Also, I'd like to have these fonts added if possible:

  • Sun-ExtA - Created by various Chinese universities, this font covers 102 blocks with 50,112 characters.
  • MPH 2B Damase - I wonder why this hasn't been added already. It's one of the few PD fonts and covers mainly extremely rare blocks. 58 blocks with 2,743 characters.
  • Quivira - This is another nice font with rare blocks. 62 blocks with 6,380 characters.

Also, I'd prefer a separate section for SMP fonts, since most SMP-specialized fonts contain few BMP characters. -- Prince Kassad (talk) 09:47, 21 December 2007 (UTC)

Sun-ExtA info & details added. Sun-ExtB info added. Thanks. --Tarikash 12:27, 23 October 2010 (UTC)
I've created separate sections for SMP, SIP, SSP, PUA-A, PUA-B plane fonts as well. So now each plane can have different set of Fonts. Thanks. --Tarikash 08:37, 24 October 2010 (UTC)

Han Nom A&B are two fonts that between them cover all of the Unified CJK extensions (as coverage of Ext. B is quite lacking in most fonts due to the fact that the majority of the characters were only used in Vietnam) 加持 (talk) 18:42, 13 January 2008 (UTC)

Han Nom A & Han Nom B info added. Thanks. --Tarikash 12:27, 23 October 2010 (UTC)

Charis is a better font than Doulos typographically, so as long as they cover the same glyphs (which I believe they do), I vote to keep Charis instead. kwami (talk) 21:03, 13 January 2008 (UTC)

Suggest adding GNU FreeFont too, again just for the numbers Ecobun (talk) 16:09, 19 August 2010 (UTC)

What this task involves:
Extend the font discussion with a few more posts, starting after its final post. Leave the lines after this out of your work.

Data extract:
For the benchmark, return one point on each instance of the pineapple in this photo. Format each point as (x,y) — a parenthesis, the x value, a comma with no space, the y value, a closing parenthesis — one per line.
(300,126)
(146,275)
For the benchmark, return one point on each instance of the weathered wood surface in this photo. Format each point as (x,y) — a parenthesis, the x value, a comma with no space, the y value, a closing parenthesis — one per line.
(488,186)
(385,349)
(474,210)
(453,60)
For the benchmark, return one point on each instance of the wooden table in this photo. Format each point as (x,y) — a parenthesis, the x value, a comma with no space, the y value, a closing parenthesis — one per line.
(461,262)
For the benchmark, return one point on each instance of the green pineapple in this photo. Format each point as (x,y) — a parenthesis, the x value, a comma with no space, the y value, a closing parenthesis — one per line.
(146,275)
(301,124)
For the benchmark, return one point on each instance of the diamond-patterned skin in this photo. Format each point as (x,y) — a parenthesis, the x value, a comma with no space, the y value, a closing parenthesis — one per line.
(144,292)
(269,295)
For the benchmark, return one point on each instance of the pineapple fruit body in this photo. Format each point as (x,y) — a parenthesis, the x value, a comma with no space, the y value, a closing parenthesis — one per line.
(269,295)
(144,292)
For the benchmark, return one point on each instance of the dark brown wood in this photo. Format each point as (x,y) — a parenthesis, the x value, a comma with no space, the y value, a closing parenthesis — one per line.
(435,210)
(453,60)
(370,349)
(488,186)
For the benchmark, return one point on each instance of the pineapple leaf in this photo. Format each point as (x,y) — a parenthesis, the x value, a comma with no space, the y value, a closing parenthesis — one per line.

Answer for this exercise:
I've re-verified info of the included one of the GNU FreeFont (aka, Free UCS Outline Fonts) : FreeSerif. --Tarikash 12:27, 23 October 2010 (UTC)

Suggest adding HanaMin A & B or HanaZono fonts which cover all of CJK Rtega: —Preceding undated comment added 17:14, 22 February 2012 (UTC).

Cardo contains placeholders[edit]

Encouraged by the fact that Cardo font contains full Gothic range I downloaded it (version 0.98) and took a look. There are all characters of this range, but all of them are actually placeholders, in form of letter ahsa in a box. I'm quite sure that they should be listed as 0 (or maybe 1) glyphs in the table.

Similarly the runic range is composed mostly of similar placeholders, this time of the form of rune F in an identical box.

Uzyel (talk) 19:06, 1 July 2008 (UTC)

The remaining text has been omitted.